Task prompt. Below are records; reproduce exactly the lines from the one containing "Crossing-audit request: pin the shower" through the end, both included, and only those.

Information supplied.
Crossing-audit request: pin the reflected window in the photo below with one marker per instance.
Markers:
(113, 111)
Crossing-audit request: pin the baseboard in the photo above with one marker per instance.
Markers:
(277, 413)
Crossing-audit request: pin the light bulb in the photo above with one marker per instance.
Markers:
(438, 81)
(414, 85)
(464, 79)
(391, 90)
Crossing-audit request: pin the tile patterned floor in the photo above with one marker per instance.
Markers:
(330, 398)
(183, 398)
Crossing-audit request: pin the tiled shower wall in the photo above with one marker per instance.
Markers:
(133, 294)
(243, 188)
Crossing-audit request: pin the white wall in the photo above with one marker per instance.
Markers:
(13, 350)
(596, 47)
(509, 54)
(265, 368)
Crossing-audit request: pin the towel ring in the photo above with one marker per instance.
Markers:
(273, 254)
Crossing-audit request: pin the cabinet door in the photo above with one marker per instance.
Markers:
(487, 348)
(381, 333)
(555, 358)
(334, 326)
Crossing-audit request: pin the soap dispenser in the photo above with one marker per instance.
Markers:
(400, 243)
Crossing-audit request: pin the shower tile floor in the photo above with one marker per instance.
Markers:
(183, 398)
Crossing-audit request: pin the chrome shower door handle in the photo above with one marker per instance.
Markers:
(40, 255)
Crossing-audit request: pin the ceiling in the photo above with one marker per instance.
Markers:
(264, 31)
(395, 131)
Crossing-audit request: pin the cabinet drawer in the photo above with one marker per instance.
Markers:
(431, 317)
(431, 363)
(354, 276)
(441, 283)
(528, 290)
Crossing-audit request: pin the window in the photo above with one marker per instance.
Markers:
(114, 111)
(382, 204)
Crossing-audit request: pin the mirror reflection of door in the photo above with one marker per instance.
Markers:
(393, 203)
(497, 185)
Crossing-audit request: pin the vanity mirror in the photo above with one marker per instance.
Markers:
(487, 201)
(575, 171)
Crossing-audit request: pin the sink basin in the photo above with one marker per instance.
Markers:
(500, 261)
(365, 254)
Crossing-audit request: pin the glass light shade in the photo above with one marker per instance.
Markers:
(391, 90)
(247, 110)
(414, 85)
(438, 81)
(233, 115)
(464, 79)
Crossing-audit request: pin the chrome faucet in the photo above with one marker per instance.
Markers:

Result of this task.
Crossing-audit request: pin the shower tile floor in the photo above with one marker per instance.
Markers:
(183, 398)
Crossing-audit request: pin the chrome shower door handle in the photo above with one marker per instance.
Markers:
(40, 255)
Crossing-audit request: pin the ceiling in the photo above with one marker per instance.
Markers:
(264, 31)
(395, 131)
Crossing-audit request: pin the cabinet drawer in the photo above with one marker per instance.
Markers:
(431, 317)
(431, 363)
(354, 276)
(441, 283)
(528, 290)
Crossing-audit request: pin the window in the photo above with one marker per instance.
Markers:
(114, 111)
(382, 204)
Crossing-audit request: pin the mirror reflection of door in the photo above with one marker per instance.
Markers:
(393, 203)
(497, 185)
Crossing-audit request: pin the vanity mirror in the photo above with one marker per instance.
Markers:
(487, 201)
(575, 171)
Crossing-audit request: pin the sink basin in the photo above with one marker per instance.
Markers:
(500, 261)
(365, 254)
Crossing-audit request: pin the glass light shade in the photo above with one marker per instance.
Markers:
(391, 90)
(247, 110)
(414, 85)
(438, 81)
(233, 115)
(464, 79)
Crossing-audit request: pin the chrome faucet in the photo above with one marker per instance.
Markers:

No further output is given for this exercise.